═══ MATERIAL

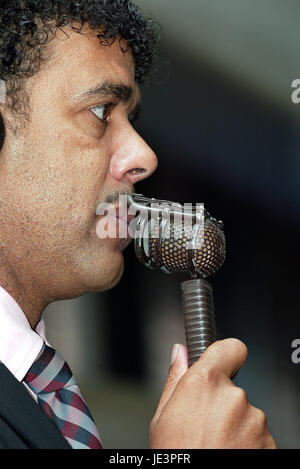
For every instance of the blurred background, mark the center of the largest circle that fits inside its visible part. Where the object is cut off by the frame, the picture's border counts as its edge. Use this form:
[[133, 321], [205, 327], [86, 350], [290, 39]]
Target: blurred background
[[226, 132]]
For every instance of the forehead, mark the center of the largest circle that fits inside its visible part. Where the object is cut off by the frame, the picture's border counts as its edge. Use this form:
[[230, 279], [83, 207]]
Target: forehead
[[78, 62]]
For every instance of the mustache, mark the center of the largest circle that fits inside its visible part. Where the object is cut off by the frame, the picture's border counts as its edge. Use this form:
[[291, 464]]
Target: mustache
[[112, 198]]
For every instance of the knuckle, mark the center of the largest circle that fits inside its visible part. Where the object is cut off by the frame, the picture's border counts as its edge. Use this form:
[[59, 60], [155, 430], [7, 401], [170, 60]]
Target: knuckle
[[237, 346], [261, 418], [240, 398], [205, 376]]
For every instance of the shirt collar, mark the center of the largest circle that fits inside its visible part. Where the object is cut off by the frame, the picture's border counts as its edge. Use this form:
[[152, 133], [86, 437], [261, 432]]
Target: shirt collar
[[19, 344]]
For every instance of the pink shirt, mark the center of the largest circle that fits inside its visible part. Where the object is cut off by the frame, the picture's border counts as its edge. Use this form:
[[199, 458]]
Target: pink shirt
[[19, 344]]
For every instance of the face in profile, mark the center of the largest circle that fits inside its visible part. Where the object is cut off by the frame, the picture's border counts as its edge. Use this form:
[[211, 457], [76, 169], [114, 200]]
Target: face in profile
[[77, 149]]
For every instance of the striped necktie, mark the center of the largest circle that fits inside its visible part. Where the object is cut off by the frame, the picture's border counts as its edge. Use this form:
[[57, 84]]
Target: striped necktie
[[51, 379]]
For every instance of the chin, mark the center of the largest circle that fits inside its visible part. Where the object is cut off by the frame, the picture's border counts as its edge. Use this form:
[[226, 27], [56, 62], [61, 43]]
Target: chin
[[104, 275]]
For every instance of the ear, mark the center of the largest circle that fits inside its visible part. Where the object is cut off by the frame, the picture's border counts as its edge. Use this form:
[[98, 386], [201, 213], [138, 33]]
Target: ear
[[2, 132]]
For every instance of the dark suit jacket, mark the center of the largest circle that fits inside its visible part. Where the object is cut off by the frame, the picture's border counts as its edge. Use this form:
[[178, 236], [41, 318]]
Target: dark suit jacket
[[23, 424]]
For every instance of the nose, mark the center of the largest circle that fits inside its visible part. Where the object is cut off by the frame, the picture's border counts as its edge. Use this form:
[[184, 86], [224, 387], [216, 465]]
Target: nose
[[132, 160]]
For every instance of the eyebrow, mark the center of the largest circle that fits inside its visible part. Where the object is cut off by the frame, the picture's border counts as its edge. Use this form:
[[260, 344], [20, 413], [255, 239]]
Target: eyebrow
[[107, 90]]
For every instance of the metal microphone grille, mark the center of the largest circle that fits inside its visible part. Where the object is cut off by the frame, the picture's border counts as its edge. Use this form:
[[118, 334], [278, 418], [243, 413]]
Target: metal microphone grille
[[197, 252], [196, 248]]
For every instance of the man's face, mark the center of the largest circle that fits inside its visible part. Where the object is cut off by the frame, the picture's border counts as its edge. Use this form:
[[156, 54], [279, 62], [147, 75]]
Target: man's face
[[77, 150]]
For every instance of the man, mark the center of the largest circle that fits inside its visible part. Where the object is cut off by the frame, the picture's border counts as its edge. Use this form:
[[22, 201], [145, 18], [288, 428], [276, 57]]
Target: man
[[71, 71]]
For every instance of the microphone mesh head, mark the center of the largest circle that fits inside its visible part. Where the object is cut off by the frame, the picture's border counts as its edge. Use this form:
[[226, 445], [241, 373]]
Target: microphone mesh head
[[199, 251]]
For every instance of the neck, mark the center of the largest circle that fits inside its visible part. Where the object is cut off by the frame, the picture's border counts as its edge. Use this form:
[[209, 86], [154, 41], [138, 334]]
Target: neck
[[28, 296]]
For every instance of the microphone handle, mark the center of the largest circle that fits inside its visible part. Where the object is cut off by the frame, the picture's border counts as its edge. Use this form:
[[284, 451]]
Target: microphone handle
[[199, 317]]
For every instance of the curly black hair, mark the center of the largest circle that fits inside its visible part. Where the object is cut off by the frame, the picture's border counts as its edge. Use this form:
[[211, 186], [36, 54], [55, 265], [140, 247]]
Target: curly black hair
[[27, 26]]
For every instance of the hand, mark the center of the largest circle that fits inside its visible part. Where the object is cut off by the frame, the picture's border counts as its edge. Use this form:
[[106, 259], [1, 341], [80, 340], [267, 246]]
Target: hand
[[200, 407]]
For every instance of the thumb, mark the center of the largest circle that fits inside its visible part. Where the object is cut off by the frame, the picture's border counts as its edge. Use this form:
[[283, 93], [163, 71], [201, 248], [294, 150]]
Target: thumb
[[179, 366]]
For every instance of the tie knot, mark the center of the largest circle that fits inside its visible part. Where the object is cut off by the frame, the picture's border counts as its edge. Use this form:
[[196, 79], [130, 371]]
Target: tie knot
[[49, 372]]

══════

◆ **WORK TO COMPLETE**:
Please retype the entire listing above word for word, leaving out the pictures.

◆ **TASK RESPONSE**:
For every instance of the blurred background, mark the center of the largest circle that fits inside its visible part. Where the object is cut off by the frame, the picture's border counts as its edge. Use this form:
[[133, 321], [205, 327], [86, 350], [290, 39]]
Target: blurred background
[[226, 132]]
For every instance of the forehead, mark the center of the largest circle that fits inside its visible part. Where the object is cut off by the frame, the picture's border counts as its edge. Use this form:
[[230, 279], [83, 207]]
Target: forehead
[[78, 62]]
For every instance of the mustache, mark the center of the largest circle that fits inside its visible part. Where the object is cut off by the frame, the picture's border counts as its edge. Use this form:
[[291, 464]]
Target: mustache
[[112, 198]]
For every instance of the knuckle, mark the center of the largest circle that fits inside its visible part. Where the object is cut off by the frame, the picture's border counts as its edge. Use this form:
[[59, 60], [155, 430], [7, 401], [170, 60]]
Target: knuckle
[[237, 346], [261, 418], [240, 398], [205, 376]]
For every instance of the shirt collar, mark the center of the largest circle that fits inside its visible part. Where the object is cut off by the frame, the picture's border counts as its edge. Use this form:
[[152, 133], [86, 437], [261, 432]]
Target: shirt collar
[[19, 344]]
For every instance of the pink shirt, mark the center of the largest circle that fits inside its visible part. Where the object is cut off by the frame, the picture's border counts as its edge. Use this form:
[[199, 458]]
Target: pink shirt
[[19, 344]]
For every instance of the face in profile, mark the center of the largest circle that fits inside its visible part. Where the object is cut off by the frame, the picture's border counts as its edge. Use this form:
[[211, 457], [76, 169], [114, 200]]
Target: face in profile
[[77, 149]]
For every instance of the striped necktie, mark the center of the largest circle that fits inside its visible part. Where the object is cut off by the frame, the picture's border counts as its edge. Use this form:
[[57, 84]]
Target: striped necktie
[[51, 379]]
For every instance of the chin, mark the center of the largest circle that fits inside its visible part. Where the object is cut off by the frame, the picture's border counts as its edge. Use this form:
[[226, 27], [56, 62], [61, 43]]
Target: chin
[[104, 275]]
For every instance of the ear, mark the center of the largest circle that fits inside its visible part. Where the object is cut off by the frame, the picture's border counts as its edge. Use this form:
[[98, 386], [201, 213], [138, 33]]
Target: ear
[[2, 132]]
For every instance of the dark suit jacket, mark the center of the largest circle that fits inside its visible part. Where the object is cut off by the frame, the picture's border counts as its edge. Use this form:
[[178, 236], [41, 318]]
Target: dark suit jacket
[[23, 424]]
For every instance of the nose, mark the center of the largest circle that fits inside its visible part. Where the object is cut off by the frame, the picture's border counts as its edge. Use this form:
[[184, 86], [224, 387], [216, 465]]
Target: nose
[[132, 160]]
For every instance of the eyebrow, mark the center of the largest circle that fits inside its visible part. Where the object is cut off by the frame, the picture's border counts as its edge. Use this form:
[[260, 344], [20, 413], [255, 239]]
Target: eyebrow
[[107, 90]]
For every instance of the metal microphone grille, mark the center of the largest circle that fits inside its visible part. Where the object is cut off by the frame, the picture's border counts as its edge. Use this form:
[[118, 334], [278, 418], [243, 413]]
Target: metal microphone grille
[[197, 252], [196, 248]]
For every instance of the man's face, mark the center of the largest circle that fits inside its visible part. Where the object is cut off by the frame, the picture's border counts as its edge. Use this form:
[[156, 54], [279, 62], [147, 75]]
Target: man's face
[[77, 150]]
For every instance of the man, mark the center of the largest circle that fits inside its visible part. Where the object is cut off by the frame, the picture's border counts as its edge. Use this form:
[[22, 201], [145, 18], [288, 428], [276, 57]]
Target: man
[[71, 71]]
For every instance of the microphone mesh head, mark the center of the largest circle that fits inside its visible part. Where the object is cut off by the frame, the picture's border counts as its edge. Use this form:
[[226, 445], [241, 373]]
Target: microphone mesh head
[[199, 251]]
For every instance of the neck, mark the center of the largest circle that fits inside its visible part. Where the object is cut off by the frame, the picture's border counts as its edge. Use this form:
[[209, 86], [154, 41], [138, 334]]
Target: neck
[[28, 296]]
For every instance of the microphone handle, mark the center of the largest circle that fits inside its visible part. Where the object is cut off by the frame, the picture's border counts as its edge. Use this form:
[[284, 451]]
Target: microphone handle
[[199, 317]]
For every instance of the curly black hair, mark the center of the largest circle that fits inside its visible part. Where the object is cut off by the frame, the picture's border counts as its edge. Use this form:
[[211, 186], [36, 54], [55, 265], [140, 247]]
Target: curly black hair
[[27, 26]]
For every instance of the hand, mark the center of the largest circle that fits inside its visible part. Where the object is cut off by the frame, the picture's border counts as its edge. Use this form:
[[106, 259], [1, 341], [80, 340], [267, 246]]
Target: hand
[[200, 407]]
For every instance of the thumb, mark the center of the largest circle that fits inside its visible part. Where the object is cut off by the frame, the picture's border counts as its edge. Use this form:
[[283, 93], [163, 71], [201, 248], [294, 150]]
Target: thumb
[[179, 366]]
For every instance of the tie knot, mark the center of the largest circle that fits inside its visible part. Where the object is cut off by the frame, the picture's border counts as its edge. Use this form:
[[196, 79], [130, 371]]
Target: tie knot
[[49, 372]]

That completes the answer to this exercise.